CONSEGNA DELL'ESERCIZIO. Riprendi l'editoriale sulla crisi del Ministero per i beni culturali e proseguilo subito dopo l'ultima frase riportata.

ESTRATTO DEL TESTO.

====

Editoriale

La Caporetto economica della maggiore industria italiana: i Beni culturali

Il ministero è alla canna del gas per insolvenza debiti, non esiste un piano industriale di sfruttamento dei nostro patrimonio e i sindaci ne approfittano svendendo ai privato alla faccia dei cittadini

Giovanni F.  Accolla

di Giovanni F.  Accolla

entre i sindaci delle grandi città d’arte italiane affittano un tanto al chilo o meglio, al metro quadro, i beni artistici delle loro città - Matteo Renzi sequestra Ponte Vecchio e lo trasforma in location per una festa della Ferrari, tanto per fare un esempio eloquente - la cultura, la più grande, forse l’unica risorsa italiana di sviluppo complessivo, ha il ministero deputato a gestirla e a promuoverla letteralmente alla “canna del gas”.  ll Ministero per i beni culturali rischia, infatti, quasi il tracollo economico per morosità e per il drastico taglio dei finanziamenti, al quale continua a essere sottoposto dai governi di ogni colore susseguitesi da ben oltre vent’anni.

====

Annotazioni sulla posizione.

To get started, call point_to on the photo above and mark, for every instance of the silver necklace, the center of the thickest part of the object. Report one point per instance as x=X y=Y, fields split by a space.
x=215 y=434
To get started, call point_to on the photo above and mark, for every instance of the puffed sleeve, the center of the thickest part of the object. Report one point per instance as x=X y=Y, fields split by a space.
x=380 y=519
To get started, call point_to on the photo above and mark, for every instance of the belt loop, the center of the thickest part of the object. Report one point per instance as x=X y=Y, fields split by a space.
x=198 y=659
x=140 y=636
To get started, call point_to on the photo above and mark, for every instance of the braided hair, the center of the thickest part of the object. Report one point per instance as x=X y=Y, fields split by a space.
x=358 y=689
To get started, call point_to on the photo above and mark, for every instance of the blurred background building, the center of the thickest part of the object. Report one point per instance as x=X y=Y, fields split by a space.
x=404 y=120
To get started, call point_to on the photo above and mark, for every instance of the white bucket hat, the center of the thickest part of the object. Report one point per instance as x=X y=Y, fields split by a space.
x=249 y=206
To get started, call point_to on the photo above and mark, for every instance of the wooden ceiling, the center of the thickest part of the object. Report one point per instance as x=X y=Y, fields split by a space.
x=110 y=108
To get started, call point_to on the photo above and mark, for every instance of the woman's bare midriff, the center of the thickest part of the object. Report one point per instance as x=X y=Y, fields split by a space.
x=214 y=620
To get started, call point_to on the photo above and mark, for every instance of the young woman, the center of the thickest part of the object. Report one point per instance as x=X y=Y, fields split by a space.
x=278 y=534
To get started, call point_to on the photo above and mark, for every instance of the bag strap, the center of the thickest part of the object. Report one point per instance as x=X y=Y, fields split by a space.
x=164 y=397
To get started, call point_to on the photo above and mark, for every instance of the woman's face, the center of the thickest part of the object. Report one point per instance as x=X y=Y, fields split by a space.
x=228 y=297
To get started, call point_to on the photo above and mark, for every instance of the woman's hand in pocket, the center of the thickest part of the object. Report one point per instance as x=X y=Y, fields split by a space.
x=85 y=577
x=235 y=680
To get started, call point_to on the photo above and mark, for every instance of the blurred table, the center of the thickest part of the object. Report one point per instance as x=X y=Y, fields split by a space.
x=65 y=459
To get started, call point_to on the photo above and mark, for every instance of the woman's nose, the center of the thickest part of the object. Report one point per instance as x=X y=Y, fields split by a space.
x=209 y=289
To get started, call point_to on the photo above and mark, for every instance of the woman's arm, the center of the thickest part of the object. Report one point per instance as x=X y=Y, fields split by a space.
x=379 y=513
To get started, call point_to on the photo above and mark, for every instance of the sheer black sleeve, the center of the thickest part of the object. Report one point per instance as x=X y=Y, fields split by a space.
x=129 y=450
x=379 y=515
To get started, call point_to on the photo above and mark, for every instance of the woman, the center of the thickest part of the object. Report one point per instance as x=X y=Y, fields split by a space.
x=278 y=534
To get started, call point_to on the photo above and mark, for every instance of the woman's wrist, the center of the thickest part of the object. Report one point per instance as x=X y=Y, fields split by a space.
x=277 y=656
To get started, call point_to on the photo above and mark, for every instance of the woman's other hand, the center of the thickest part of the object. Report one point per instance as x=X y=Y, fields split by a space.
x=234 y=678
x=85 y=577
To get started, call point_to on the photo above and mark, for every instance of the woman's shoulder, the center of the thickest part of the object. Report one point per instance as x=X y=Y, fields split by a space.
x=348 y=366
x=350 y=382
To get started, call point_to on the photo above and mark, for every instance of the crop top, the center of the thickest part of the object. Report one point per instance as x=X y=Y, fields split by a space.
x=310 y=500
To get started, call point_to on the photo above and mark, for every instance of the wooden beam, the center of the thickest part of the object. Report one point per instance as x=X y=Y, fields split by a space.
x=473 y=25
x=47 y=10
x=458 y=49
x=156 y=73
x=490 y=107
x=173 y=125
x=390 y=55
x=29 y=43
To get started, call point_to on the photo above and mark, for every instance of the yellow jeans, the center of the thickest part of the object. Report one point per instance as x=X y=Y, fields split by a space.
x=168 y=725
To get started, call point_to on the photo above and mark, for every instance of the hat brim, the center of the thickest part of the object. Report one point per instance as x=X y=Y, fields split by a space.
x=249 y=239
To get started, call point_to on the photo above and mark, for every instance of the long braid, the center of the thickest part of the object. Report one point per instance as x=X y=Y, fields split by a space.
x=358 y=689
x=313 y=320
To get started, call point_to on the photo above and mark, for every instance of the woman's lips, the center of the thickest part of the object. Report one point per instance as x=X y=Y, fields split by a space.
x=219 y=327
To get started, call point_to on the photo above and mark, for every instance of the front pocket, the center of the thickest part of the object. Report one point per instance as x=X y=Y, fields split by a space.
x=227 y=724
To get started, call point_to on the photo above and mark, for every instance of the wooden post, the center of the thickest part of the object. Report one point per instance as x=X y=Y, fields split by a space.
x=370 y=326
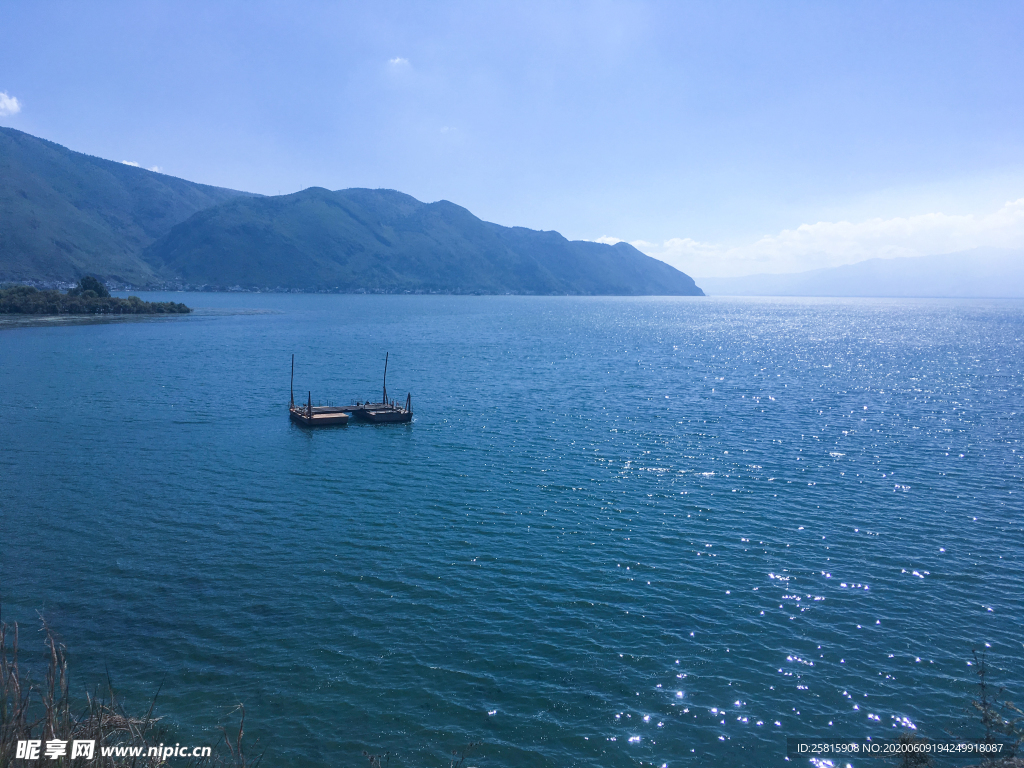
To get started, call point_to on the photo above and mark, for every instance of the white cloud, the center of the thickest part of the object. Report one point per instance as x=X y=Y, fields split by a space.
x=8 y=104
x=836 y=243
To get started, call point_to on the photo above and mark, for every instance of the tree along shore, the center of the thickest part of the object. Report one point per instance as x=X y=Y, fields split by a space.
x=89 y=297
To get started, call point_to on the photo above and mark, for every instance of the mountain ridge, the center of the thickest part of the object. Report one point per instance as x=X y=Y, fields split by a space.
x=979 y=272
x=65 y=214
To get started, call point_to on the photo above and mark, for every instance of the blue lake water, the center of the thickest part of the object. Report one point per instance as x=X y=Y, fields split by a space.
x=617 y=532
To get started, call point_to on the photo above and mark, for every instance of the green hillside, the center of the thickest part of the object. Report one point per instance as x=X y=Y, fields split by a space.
x=384 y=241
x=64 y=214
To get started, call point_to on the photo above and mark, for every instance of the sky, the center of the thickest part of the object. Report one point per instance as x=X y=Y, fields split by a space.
x=725 y=137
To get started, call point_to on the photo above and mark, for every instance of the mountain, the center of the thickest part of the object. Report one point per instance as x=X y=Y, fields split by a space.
x=982 y=272
x=64 y=214
x=384 y=241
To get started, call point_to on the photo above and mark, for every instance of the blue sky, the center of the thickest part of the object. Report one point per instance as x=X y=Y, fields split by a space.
x=725 y=137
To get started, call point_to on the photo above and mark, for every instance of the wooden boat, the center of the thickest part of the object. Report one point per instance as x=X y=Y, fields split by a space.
x=385 y=412
x=314 y=416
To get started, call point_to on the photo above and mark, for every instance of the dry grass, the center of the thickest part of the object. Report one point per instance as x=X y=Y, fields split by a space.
x=44 y=711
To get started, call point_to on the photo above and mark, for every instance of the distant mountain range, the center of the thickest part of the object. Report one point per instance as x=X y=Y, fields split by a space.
x=977 y=273
x=64 y=215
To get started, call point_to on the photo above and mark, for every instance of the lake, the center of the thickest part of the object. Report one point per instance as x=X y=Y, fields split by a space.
x=619 y=531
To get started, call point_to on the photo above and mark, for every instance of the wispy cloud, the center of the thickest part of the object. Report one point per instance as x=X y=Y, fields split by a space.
x=835 y=243
x=8 y=104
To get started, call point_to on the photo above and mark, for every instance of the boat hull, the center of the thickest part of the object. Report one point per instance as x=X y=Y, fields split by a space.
x=387 y=417
x=318 y=418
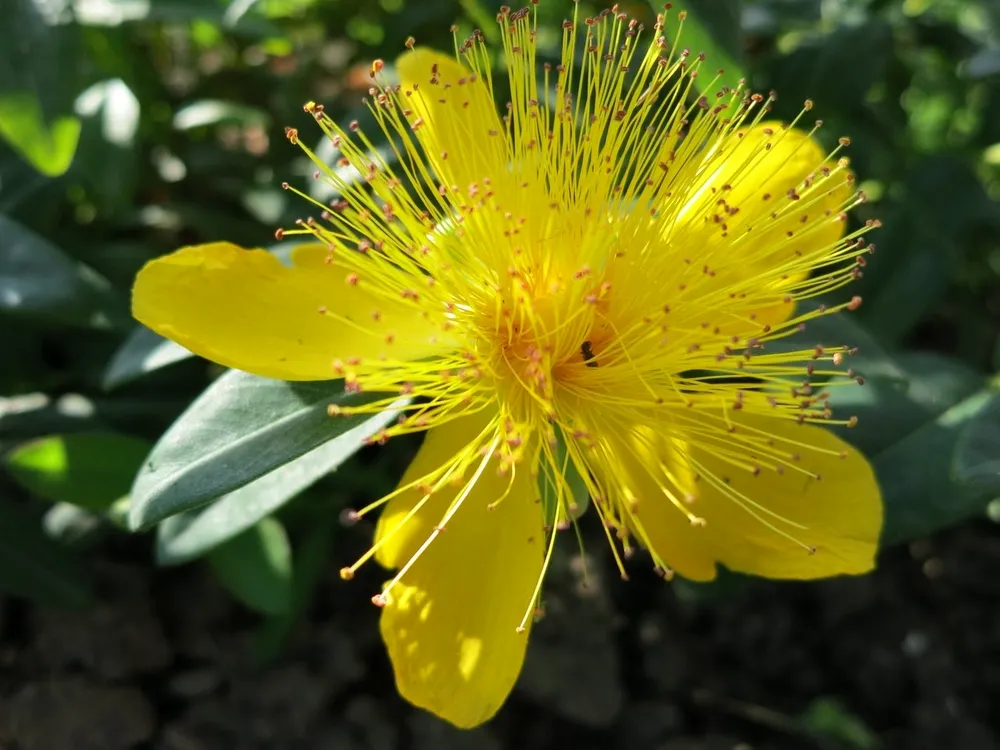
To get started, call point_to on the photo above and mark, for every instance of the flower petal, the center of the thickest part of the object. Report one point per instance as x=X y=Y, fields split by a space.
x=398 y=537
x=247 y=310
x=838 y=515
x=450 y=625
x=754 y=178
x=452 y=108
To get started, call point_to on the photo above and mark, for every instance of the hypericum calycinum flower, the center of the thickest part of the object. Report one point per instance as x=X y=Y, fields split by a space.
x=579 y=292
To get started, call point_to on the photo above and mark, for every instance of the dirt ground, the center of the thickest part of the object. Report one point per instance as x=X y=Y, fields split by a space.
x=908 y=657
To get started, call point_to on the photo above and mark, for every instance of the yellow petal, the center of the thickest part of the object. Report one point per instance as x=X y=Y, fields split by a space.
x=663 y=526
x=839 y=515
x=754 y=178
x=451 y=107
x=397 y=537
x=450 y=625
x=245 y=309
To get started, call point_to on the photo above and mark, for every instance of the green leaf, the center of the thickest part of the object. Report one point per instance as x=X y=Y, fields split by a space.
x=927 y=236
x=48 y=147
x=548 y=485
x=89 y=470
x=827 y=717
x=215 y=112
x=189 y=535
x=919 y=491
x=39 y=72
x=239 y=429
x=107 y=160
x=32 y=566
x=142 y=352
x=309 y=565
x=38 y=280
x=901 y=395
x=256 y=567
x=716 y=33
x=977 y=454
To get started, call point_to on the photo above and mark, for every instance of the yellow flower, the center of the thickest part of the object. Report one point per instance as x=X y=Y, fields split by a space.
x=586 y=288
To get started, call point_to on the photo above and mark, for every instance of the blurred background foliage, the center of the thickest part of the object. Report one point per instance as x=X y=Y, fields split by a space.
x=129 y=128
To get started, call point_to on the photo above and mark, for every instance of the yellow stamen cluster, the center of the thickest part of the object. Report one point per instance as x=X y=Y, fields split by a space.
x=595 y=261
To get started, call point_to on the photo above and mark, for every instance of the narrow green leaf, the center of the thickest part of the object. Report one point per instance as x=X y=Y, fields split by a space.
x=32 y=566
x=89 y=470
x=142 y=352
x=309 y=563
x=189 y=535
x=256 y=567
x=38 y=280
x=915 y=474
x=239 y=429
x=977 y=453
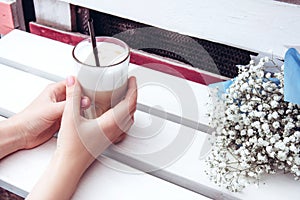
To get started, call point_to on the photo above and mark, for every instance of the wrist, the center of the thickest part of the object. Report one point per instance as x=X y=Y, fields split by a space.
x=11 y=138
x=77 y=162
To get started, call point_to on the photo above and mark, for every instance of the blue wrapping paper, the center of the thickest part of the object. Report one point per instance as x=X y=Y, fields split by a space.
x=292 y=76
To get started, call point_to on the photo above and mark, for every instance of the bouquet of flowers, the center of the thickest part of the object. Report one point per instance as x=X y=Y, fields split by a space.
x=256 y=131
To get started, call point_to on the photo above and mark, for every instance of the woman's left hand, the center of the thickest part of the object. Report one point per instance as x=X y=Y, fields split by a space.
x=41 y=119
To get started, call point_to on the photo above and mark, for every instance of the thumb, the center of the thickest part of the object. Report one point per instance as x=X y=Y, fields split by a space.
x=73 y=96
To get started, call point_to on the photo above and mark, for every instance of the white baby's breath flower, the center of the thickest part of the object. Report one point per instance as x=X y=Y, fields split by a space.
x=256 y=131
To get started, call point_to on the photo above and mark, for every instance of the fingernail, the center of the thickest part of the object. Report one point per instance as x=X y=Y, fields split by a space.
x=70 y=81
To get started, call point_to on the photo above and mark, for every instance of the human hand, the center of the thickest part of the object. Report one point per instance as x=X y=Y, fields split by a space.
x=85 y=139
x=38 y=122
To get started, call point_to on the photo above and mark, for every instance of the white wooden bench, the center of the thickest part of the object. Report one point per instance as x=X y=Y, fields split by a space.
x=31 y=62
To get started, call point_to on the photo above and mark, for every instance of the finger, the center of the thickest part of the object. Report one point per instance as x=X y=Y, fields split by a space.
x=85 y=102
x=73 y=96
x=59 y=91
x=58 y=108
x=120 y=138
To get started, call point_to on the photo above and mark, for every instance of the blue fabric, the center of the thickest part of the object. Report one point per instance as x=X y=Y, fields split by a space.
x=292 y=76
x=222 y=86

====

SVOLGIMENTO.
Gli ultimi dati forniti dal ministro Bray sono drammaticamente emblematici: quasi 10 milioni di euro in meno rispetto al 2012 per le spese per interventi urgenti per le emergenze; una disponibilità per il “programma ordinario dei lavori pubblici” che passa dai 70,5 mln di euro del 2012 ai 47,6 mln del 2013 (nel 2004 erano 201 milioni), il sostegno dal gioco del Lotto che dai 48,4 mln di un anno fa, precipita ai 25,4 di quest'anno.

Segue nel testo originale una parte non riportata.